§ **WORK TO DO**
Copy out every line of the records below, character for character, with no changes.

--- Begin SUPPLIED MATERIAL ---

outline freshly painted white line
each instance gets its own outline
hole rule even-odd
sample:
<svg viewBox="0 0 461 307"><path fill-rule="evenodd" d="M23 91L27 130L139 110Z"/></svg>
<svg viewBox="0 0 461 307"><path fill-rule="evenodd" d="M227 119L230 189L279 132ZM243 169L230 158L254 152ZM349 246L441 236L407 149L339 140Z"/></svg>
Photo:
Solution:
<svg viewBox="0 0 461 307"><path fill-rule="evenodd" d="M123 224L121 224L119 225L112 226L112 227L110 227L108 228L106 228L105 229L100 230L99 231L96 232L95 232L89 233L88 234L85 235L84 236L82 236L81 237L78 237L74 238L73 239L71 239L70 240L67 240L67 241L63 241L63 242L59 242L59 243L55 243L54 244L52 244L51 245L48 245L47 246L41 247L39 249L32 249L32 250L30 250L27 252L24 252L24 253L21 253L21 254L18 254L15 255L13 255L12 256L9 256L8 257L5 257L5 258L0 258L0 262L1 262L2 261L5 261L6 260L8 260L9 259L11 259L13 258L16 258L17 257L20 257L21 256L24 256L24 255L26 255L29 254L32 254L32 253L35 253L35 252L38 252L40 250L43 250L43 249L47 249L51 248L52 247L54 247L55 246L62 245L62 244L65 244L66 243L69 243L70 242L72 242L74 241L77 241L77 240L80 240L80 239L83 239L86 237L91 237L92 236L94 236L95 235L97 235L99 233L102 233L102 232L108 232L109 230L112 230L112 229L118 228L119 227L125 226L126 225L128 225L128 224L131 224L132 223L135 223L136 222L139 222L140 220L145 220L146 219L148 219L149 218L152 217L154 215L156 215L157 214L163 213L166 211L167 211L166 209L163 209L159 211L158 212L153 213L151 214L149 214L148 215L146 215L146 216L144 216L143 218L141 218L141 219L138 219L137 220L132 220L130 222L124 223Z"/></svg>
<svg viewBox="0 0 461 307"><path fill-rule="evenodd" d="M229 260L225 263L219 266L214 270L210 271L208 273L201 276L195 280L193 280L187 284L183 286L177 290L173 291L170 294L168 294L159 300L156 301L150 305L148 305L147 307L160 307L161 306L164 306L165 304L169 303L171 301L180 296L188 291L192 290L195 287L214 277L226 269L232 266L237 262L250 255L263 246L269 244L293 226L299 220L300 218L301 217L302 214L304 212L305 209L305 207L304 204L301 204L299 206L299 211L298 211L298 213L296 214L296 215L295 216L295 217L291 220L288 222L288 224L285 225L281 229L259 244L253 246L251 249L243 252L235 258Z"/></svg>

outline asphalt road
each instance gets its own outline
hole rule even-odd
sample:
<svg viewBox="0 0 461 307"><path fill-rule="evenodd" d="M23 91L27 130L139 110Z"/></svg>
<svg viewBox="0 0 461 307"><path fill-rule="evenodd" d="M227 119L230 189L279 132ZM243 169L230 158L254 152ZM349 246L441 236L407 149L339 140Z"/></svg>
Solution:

--- End SUPPLIED MATERIAL ---

§ **RESPONSE TO THIS TASK**
outline freshly painted white line
each instance gets its own outline
hole rule even-odd
sample:
<svg viewBox="0 0 461 307"><path fill-rule="evenodd" d="M23 91L27 130L139 110Z"/></svg>
<svg viewBox="0 0 461 307"><path fill-rule="evenodd" d="M227 119L230 189L279 132ZM243 169L230 158L254 152ZM349 246L441 236L407 149L339 140Z"/></svg>
Photo:
Solution:
<svg viewBox="0 0 461 307"><path fill-rule="evenodd" d="M123 224L121 224L119 225L112 226L112 227L110 227L108 228L106 228L105 229L100 230L99 231L96 232L95 232L89 233L88 234L85 235L84 236L82 236L81 237L78 237L74 238L73 239L71 239L70 240L67 240L67 241L63 241L63 242L59 242L59 243L55 243L54 244L52 244L51 245L48 245L47 246L41 247L39 249L32 249L32 250L30 250L27 252L24 252L24 253L21 253L21 254L18 254L15 255L13 255L12 256L9 256L8 257L5 257L5 258L0 258L0 262L1 262L2 261L5 261L6 260L8 260L9 259L11 259L13 258L16 258L17 257L20 257L21 256L24 256L24 255L26 255L29 254L32 254L32 253L35 253L35 252L38 252L40 250L43 250L43 249L47 249L51 248L52 247L54 247L55 246L62 245L62 244L65 244L66 243L69 243L70 242L72 242L74 241L77 241L77 240L80 240L80 239L83 239L86 237L91 237L92 236L94 236L95 235L97 235L99 233L102 233L102 232L108 232L109 230L112 230L112 229L118 228L119 227L125 226L126 225L128 225L128 224L131 224L132 223L135 223L136 222L139 222L140 220L145 220L146 219L148 219L149 218L152 217L154 215L156 215L157 214L163 213L166 211L167 211L166 209L163 209L159 211L158 212L153 213L151 214L149 214L148 215L146 215L146 216L144 216L143 218L141 218L141 219L138 219L137 220L132 220L130 222L124 223Z"/></svg>
<svg viewBox="0 0 461 307"><path fill-rule="evenodd" d="M229 260L225 263L219 266L214 270L210 271L208 273L201 276L195 280L193 280L187 284L183 286L177 290L173 291L170 294L168 294L159 300L156 301L150 305L148 305L147 307L160 307L161 306L164 306L165 304L169 303L171 301L180 296L188 291L192 290L195 287L214 277L226 269L232 266L237 262L250 255L263 246L269 244L293 226L299 220L300 218L301 217L302 214L304 212L305 209L305 207L304 204L301 204L299 206L299 211L298 211L298 213L296 214L296 215L295 216L295 217L291 220L288 222L288 224L285 225L281 229L259 244L253 246L251 249L243 252L235 258Z"/></svg>

outline asphalt road
each instance gets its own outline
hole rule even-odd
sample:
<svg viewBox="0 0 461 307"><path fill-rule="evenodd" d="M23 91L27 130L139 110Z"/></svg>
<svg viewBox="0 0 461 307"><path fill-rule="evenodd" d="M227 119L230 189L279 132ZM243 169L230 158L254 152ZM349 246L441 236L407 149L339 140Z"/></svg>
Solution:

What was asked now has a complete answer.